▶ [Task brief]: Scan the data below and state the number of lines that include the word "woman", adding no comment.

---

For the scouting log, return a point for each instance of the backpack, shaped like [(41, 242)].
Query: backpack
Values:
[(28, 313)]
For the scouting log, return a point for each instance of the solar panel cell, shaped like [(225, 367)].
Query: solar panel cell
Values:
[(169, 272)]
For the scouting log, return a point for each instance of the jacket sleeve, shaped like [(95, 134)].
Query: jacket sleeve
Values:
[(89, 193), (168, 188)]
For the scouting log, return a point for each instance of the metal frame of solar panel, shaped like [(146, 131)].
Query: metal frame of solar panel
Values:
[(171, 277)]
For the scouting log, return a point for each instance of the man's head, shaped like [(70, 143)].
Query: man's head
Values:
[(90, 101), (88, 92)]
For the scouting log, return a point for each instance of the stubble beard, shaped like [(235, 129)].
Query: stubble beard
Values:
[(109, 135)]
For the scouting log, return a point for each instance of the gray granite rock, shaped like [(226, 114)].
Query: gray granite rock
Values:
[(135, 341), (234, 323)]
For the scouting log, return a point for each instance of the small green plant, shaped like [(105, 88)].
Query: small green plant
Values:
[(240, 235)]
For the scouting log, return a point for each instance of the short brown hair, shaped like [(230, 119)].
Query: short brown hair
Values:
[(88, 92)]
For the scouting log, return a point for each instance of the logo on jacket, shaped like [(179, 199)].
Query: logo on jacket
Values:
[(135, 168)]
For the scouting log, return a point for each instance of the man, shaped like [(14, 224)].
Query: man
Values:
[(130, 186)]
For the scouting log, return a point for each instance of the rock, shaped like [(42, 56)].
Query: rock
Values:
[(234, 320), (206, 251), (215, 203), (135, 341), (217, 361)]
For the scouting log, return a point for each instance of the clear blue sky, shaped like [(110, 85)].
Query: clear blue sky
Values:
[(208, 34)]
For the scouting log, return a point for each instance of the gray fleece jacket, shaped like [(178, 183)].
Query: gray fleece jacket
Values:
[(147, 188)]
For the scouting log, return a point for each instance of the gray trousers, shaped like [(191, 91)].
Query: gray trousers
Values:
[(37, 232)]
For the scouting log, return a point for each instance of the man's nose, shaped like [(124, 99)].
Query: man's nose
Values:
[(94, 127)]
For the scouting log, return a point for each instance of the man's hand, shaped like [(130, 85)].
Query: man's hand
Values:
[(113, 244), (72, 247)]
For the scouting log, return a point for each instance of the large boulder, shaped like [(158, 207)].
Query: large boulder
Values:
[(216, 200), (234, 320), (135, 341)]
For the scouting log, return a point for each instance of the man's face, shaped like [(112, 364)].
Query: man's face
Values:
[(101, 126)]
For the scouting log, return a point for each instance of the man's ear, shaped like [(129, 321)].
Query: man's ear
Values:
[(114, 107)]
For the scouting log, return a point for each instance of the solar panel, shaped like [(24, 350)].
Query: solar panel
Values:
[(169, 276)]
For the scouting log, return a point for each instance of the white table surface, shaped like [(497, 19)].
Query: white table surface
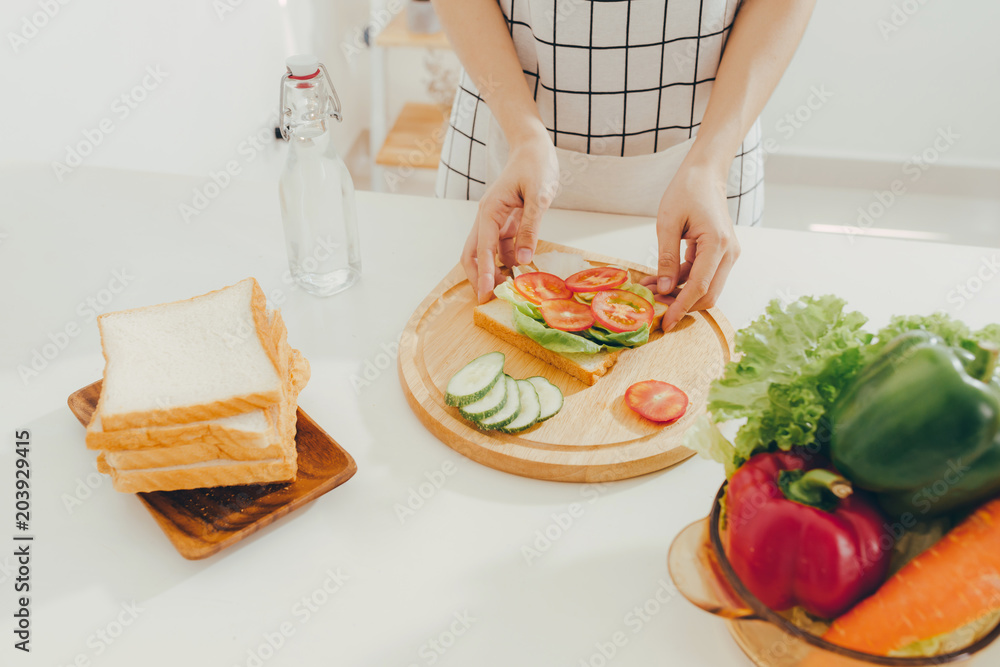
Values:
[(461, 552)]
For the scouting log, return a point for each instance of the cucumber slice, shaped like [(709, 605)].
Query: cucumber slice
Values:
[(527, 416), (549, 397), (509, 410), (488, 405), (475, 379)]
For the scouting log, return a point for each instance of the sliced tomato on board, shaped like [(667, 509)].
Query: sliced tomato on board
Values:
[(538, 286), (620, 310), (597, 279), (566, 314), (657, 401)]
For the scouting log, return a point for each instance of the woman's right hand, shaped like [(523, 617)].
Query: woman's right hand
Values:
[(510, 212)]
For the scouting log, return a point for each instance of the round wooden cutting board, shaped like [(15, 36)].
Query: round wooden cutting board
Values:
[(595, 437)]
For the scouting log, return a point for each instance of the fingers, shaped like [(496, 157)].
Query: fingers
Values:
[(491, 218), (709, 255), (535, 206), (507, 254), (469, 261), (669, 230)]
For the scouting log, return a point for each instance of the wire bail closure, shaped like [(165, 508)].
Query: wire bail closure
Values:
[(286, 112)]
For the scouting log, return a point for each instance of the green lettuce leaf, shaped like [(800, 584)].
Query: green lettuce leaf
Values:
[(553, 339), (641, 290), (796, 359), (506, 292), (625, 339), (705, 438)]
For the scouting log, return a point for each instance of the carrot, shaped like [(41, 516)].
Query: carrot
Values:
[(949, 585)]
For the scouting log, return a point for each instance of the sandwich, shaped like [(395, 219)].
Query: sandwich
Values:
[(576, 315), (198, 393)]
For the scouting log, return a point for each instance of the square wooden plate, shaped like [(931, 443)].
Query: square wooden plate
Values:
[(202, 522)]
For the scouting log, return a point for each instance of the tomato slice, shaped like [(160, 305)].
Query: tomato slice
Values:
[(538, 286), (597, 279), (657, 401), (620, 310), (566, 314)]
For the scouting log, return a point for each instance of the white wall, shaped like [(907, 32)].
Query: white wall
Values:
[(889, 94), (220, 63), (893, 88)]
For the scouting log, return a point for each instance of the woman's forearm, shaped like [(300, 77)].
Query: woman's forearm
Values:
[(478, 32), (761, 44)]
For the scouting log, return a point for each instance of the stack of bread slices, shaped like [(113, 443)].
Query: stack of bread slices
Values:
[(198, 393)]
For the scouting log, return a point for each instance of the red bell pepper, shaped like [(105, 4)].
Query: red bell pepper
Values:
[(797, 535)]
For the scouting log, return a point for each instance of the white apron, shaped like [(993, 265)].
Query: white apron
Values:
[(621, 87)]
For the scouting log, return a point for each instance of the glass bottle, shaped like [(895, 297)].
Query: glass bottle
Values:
[(316, 190)]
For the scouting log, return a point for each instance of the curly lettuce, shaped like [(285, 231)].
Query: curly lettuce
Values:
[(795, 361)]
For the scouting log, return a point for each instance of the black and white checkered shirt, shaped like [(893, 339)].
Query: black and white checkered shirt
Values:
[(610, 77)]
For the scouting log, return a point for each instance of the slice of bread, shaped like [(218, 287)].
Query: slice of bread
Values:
[(219, 443), (208, 357), (203, 474), (496, 316), (250, 429)]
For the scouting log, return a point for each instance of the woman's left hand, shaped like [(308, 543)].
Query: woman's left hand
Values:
[(693, 208)]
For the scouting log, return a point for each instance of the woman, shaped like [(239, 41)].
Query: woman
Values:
[(629, 106)]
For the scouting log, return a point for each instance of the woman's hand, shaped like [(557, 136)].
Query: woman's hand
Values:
[(693, 208), (510, 212)]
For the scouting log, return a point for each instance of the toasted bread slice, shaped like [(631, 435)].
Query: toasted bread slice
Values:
[(252, 430), (219, 443), (496, 316), (208, 357), (219, 472)]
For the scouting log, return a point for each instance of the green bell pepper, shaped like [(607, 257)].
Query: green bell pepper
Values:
[(920, 426)]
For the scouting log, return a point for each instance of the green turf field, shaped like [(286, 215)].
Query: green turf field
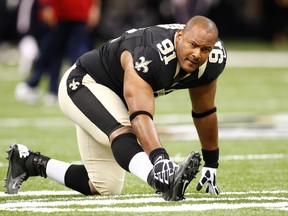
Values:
[(252, 108)]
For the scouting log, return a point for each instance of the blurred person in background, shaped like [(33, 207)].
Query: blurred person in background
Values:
[(27, 25), (182, 10), (70, 23), (122, 15)]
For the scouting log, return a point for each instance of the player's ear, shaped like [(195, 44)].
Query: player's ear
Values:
[(179, 35)]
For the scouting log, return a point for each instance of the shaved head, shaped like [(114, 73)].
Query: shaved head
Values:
[(205, 23)]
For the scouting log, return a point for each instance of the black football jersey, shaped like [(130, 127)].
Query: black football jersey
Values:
[(155, 60)]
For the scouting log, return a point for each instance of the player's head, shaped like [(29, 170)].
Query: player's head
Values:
[(195, 42)]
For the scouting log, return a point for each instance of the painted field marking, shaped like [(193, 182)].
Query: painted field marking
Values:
[(111, 203)]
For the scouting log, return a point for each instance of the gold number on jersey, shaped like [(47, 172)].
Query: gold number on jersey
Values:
[(166, 51)]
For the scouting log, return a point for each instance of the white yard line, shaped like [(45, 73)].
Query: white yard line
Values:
[(180, 158), (46, 205), (267, 59)]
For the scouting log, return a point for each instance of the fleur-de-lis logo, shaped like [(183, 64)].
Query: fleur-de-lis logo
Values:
[(74, 85), (142, 64)]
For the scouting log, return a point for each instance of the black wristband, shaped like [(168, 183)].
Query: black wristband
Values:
[(156, 154), (133, 115), (204, 114)]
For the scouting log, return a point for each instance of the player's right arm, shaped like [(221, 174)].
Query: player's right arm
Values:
[(139, 97)]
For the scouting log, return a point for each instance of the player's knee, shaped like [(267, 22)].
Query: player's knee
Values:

---

▶ [Response area]: 10